Work to do: Your output must consist solely of the lines from the one containing "Locate a point on each instance of the jockey in blue" through the end of the records, reproduced exactly.

(Records from a dataset)

**********

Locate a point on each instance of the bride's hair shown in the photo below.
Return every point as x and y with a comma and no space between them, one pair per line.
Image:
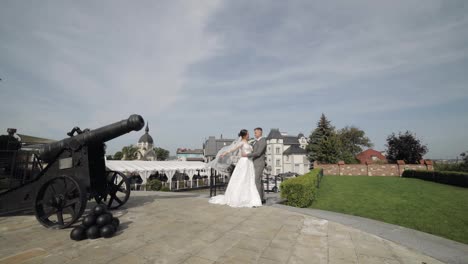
243,133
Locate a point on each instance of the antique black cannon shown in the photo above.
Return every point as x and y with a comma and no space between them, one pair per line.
56,180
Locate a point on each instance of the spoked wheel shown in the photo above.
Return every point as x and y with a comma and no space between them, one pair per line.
60,202
117,191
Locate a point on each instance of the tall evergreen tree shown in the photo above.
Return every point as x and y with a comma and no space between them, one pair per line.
320,141
352,141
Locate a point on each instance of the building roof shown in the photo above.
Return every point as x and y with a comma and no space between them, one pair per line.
195,159
290,140
275,134
287,140
295,150
213,145
189,151
146,138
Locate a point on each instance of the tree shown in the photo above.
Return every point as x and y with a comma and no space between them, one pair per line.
162,154
405,146
329,149
319,139
129,152
118,155
353,140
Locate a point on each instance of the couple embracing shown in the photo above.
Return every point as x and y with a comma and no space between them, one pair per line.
245,188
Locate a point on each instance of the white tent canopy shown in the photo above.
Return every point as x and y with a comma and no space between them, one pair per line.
147,168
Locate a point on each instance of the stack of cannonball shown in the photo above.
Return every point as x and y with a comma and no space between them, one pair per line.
98,223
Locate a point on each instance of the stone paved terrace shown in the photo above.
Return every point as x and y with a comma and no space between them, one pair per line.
179,228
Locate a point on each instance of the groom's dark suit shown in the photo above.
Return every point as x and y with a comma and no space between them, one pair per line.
258,156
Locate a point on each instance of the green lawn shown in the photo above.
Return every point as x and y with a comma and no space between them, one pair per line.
426,206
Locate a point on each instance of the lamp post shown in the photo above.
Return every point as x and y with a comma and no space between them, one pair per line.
268,173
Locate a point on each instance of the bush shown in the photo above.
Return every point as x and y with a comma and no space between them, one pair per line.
446,177
165,189
301,191
154,185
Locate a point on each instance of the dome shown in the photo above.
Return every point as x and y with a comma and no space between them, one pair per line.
146,138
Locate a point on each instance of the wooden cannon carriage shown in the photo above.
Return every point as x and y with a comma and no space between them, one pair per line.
56,180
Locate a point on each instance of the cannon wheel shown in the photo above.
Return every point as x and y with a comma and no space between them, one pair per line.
117,191
60,202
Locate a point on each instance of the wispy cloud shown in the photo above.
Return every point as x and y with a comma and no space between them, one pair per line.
206,68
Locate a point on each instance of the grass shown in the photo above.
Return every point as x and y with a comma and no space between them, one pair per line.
430,207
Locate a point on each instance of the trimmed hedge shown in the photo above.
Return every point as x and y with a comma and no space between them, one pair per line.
446,177
301,191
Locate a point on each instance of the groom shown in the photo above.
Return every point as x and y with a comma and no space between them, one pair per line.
258,156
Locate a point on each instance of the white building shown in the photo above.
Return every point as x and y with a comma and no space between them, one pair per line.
287,154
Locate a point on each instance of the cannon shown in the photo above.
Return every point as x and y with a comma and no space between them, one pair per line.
56,180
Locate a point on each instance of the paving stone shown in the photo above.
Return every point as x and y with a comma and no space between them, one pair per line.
170,228
197,260
276,254
342,255
253,244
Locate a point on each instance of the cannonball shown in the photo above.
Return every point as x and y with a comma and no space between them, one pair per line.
99,209
89,220
115,222
78,233
104,219
93,232
107,231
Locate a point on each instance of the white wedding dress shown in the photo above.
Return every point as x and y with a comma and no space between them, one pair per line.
241,190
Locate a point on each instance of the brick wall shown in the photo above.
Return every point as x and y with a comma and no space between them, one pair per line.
370,169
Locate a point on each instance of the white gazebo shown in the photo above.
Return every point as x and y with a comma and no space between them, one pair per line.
147,168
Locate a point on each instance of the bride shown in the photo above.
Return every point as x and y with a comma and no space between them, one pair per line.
241,190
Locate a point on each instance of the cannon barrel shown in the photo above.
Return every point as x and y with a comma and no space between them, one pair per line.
50,151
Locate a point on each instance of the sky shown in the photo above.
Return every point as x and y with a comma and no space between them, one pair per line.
203,68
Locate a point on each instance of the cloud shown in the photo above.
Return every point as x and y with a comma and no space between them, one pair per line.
213,67
95,61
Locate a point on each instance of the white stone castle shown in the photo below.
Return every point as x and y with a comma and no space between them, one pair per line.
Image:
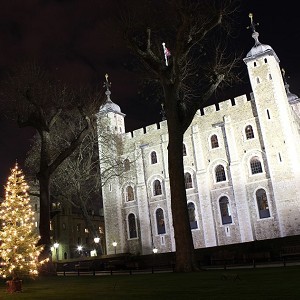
242,169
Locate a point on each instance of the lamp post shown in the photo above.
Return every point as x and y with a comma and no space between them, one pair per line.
115,246
96,240
56,245
79,248
154,250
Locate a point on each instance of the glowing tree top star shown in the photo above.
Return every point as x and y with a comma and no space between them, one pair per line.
18,239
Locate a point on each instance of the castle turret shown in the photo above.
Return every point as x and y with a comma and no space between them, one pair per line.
110,124
278,131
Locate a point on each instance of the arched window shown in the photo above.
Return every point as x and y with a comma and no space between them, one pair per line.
132,226
192,215
160,221
249,132
126,164
153,158
262,204
255,165
214,141
225,211
188,180
183,150
220,173
157,187
130,193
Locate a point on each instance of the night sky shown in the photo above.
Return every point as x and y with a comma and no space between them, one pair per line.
79,41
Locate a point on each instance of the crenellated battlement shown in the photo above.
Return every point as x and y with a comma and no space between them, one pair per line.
208,110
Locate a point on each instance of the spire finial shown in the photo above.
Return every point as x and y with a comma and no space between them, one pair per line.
107,84
252,24
255,34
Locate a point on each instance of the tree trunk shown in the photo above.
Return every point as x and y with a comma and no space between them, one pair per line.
185,258
44,226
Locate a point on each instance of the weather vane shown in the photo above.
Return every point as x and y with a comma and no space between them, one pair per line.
252,25
107,84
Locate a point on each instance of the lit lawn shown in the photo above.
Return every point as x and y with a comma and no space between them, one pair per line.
269,283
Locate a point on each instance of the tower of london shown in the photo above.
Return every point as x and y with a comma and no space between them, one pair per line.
242,169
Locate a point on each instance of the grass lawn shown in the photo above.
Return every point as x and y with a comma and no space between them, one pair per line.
259,283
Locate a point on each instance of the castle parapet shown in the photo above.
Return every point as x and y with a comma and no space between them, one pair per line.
225,104
240,100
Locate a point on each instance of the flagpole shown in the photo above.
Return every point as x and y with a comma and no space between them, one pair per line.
165,53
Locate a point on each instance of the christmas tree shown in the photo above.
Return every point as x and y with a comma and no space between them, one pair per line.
18,238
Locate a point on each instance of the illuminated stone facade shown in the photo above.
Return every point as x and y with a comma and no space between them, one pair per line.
241,163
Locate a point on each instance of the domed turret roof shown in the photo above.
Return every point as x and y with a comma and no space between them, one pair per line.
258,49
110,106
292,98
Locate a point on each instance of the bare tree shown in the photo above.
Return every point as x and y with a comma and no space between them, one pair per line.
34,100
189,68
77,180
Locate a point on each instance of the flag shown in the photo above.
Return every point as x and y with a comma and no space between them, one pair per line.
167,52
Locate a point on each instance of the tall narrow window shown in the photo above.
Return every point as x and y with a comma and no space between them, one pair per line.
132,226
183,150
188,180
157,188
126,164
214,141
249,132
220,173
153,158
225,211
192,215
262,204
255,165
160,221
130,193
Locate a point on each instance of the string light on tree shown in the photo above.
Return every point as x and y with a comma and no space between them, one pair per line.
18,240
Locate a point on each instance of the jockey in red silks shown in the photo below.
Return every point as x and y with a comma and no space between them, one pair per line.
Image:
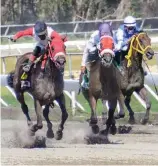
42,34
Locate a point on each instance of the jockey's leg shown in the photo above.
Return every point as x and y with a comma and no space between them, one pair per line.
43,66
32,58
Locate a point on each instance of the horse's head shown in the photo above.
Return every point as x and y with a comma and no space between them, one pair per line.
106,50
57,52
142,44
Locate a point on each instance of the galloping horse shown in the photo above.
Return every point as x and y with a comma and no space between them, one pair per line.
44,90
103,83
133,77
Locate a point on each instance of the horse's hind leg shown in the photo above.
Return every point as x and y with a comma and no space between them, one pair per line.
20,98
38,110
64,116
50,133
131,113
93,120
110,123
143,94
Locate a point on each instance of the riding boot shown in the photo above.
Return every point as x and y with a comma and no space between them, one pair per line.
27,67
41,74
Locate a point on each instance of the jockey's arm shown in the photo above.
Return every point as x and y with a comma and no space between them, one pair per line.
27,32
119,38
90,47
55,34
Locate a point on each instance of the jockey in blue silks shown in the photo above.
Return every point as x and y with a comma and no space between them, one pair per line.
122,36
93,43
92,46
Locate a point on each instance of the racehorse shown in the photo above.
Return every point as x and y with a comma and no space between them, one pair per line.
104,83
132,78
44,90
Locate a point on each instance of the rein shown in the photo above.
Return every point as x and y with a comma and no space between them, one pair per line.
138,48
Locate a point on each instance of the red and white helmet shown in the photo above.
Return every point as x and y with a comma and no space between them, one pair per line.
130,21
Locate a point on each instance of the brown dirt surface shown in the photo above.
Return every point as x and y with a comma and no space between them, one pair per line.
139,147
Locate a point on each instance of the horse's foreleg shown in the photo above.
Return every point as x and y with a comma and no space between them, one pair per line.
38,110
143,94
131,113
121,112
110,123
50,133
104,112
93,120
20,98
64,116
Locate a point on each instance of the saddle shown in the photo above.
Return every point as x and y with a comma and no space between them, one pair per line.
26,76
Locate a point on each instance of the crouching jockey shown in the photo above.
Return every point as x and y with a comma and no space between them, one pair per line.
91,51
122,38
42,34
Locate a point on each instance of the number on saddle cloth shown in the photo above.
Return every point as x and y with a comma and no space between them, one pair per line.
92,56
85,80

**********

Result below:
Locate a point on each instance of the jockey in blue silks shown in the photo above.
Return every point as x and y with a comma and no space between them, one pair per line.
122,36
93,43
92,46
Locate a point on each instance of the racehorse shown in the photo above.
Return every point as x and y with a comma and no space between them, one pair per line.
104,83
132,78
44,90
Locate a point on each instance of the rein shown in the photo above.
Return every point as x and y with a comma and no space between them, one pair per line.
138,48
Locate a point on each instance of the red and white helmet shown in the photo above.
Return every point as x and y with a comma and no space between them, one pair per line.
130,21
Locate a point on each instance of the brown dirt surface shown in the photo above.
Return every point as x and y with a comma and no space between them, one pair per line.
139,147
Locate a point on each instance of the horse's foreleg shown in the photo above.
Return every point as x and y with a comma and no space between them, one pair per line.
38,110
143,94
131,113
121,112
110,123
50,133
104,112
93,120
20,98
64,116
Locate a point on each instance of the saddle shown in the photo above.
Return every point as x and y with a comma and no space between them, one pair per line.
26,76
Locate a point on each instance of the crouching jockey shown in the photo above.
Return every point as x and y with a comma and no space between them, one pair per line.
91,51
122,38
42,34
Locate a point on each instance of the number on saddle cloth shown in the photo above.
Return every point as x and y with a comma and no space between them, one pair per line.
92,56
85,80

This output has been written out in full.